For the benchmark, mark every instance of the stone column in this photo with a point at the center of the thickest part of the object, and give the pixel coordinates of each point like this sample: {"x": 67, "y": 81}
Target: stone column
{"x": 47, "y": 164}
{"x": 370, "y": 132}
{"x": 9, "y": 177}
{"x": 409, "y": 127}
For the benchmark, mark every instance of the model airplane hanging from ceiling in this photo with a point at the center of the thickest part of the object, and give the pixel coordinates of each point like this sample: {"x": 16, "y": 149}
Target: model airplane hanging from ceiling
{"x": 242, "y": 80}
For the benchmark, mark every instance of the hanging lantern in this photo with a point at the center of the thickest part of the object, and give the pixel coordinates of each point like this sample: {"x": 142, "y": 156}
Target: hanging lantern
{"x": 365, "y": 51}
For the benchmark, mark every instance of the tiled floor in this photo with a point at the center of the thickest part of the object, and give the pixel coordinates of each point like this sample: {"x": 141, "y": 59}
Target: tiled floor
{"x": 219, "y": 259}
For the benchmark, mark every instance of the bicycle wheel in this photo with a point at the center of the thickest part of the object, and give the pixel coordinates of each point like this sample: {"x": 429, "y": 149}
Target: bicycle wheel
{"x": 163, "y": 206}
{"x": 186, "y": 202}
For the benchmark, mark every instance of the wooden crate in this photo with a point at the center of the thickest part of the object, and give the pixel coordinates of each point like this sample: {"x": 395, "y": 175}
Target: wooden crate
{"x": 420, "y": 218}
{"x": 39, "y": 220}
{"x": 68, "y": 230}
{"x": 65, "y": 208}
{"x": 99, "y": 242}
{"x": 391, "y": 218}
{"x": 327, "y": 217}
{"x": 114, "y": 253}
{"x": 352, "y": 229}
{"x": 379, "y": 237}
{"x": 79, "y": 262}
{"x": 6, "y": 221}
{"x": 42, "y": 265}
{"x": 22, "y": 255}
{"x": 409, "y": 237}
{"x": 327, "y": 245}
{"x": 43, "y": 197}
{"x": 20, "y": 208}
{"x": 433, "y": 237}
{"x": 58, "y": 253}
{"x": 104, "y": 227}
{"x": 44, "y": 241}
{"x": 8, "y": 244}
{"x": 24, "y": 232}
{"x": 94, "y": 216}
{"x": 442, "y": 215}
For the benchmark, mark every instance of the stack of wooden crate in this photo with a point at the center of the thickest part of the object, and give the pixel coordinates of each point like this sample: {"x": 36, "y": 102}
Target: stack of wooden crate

---

PROBLEM TO SOLVE »
Take the listing above and write it out again exactly.

COMPLETE ANSWER »
For the benchmark, mark every instance of the stone column in this photo with a point at the center of the thickest part of the object, and give the pixel coordinates of each point like this sample: {"x": 67, "y": 81}
Target: stone column
{"x": 47, "y": 164}
{"x": 370, "y": 132}
{"x": 9, "y": 177}
{"x": 409, "y": 127}
For the benchmark, mark every instance of the model airplane hanging from ceiling in this photo with a point at the center of the thickest part of the object, and give the pixel coordinates of each point like this sample: {"x": 16, "y": 149}
Target: model airplane hanging from ceiling
{"x": 242, "y": 80}
For the benchmark, mark every instance of the hanging lantern in this photo with a point at the center of the thickest part of the object, and give the pixel coordinates of each point like this sample: {"x": 142, "y": 156}
Target: hanging lantern
{"x": 365, "y": 51}
For the benchmark, mark every instance of the tiled floor in this photo with a point at the center of the thickest part of the object, and give the pixel coordinates of each point like this sample: {"x": 141, "y": 59}
Target: tiled floor
{"x": 219, "y": 259}
For the benchmark, mark every instance of the bicycle wheel in this photo with a point at the center of the thickest part of the object, and give the pixel coordinates of each point like this sample: {"x": 429, "y": 149}
Target: bicycle wheel
{"x": 163, "y": 206}
{"x": 186, "y": 202}
For the benchmark, mark every instance of the wooden crate in this photo with a point at the center of the thickest part of the object, and give the pixel coordinates of each point like this sample: {"x": 395, "y": 175}
Target: wooden crate
{"x": 420, "y": 218}
{"x": 39, "y": 220}
{"x": 68, "y": 230}
{"x": 65, "y": 208}
{"x": 99, "y": 242}
{"x": 391, "y": 218}
{"x": 327, "y": 217}
{"x": 114, "y": 253}
{"x": 352, "y": 229}
{"x": 379, "y": 237}
{"x": 79, "y": 262}
{"x": 6, "y": 221}
{"x": 42, "y": 265}
{"x": 22, "y": 255}
{"x": 409, "y": 237}
{"x": 327, "y": 245}
{"x": 43, "y": 197}
{"x": 20, "y": 208}
{"x": 433, "y": 237}
{"x": 58, "y": 253}
{"x": 104, "y": 227}
{"x": 44, "y": 241}
{"x": 8, "y": 244}
{"x": 24, "y": 232}
{"x": 94, "y": 216}
{"x": 442, "y": 215}
For the benchmark, mark every instance of the stack of wooden crate in this photo with a point at the center of the thickest part of the object, and give the pixel coordinates of each point like this sample: {"x": 36, "y": 102}
Target: stack of wooden crate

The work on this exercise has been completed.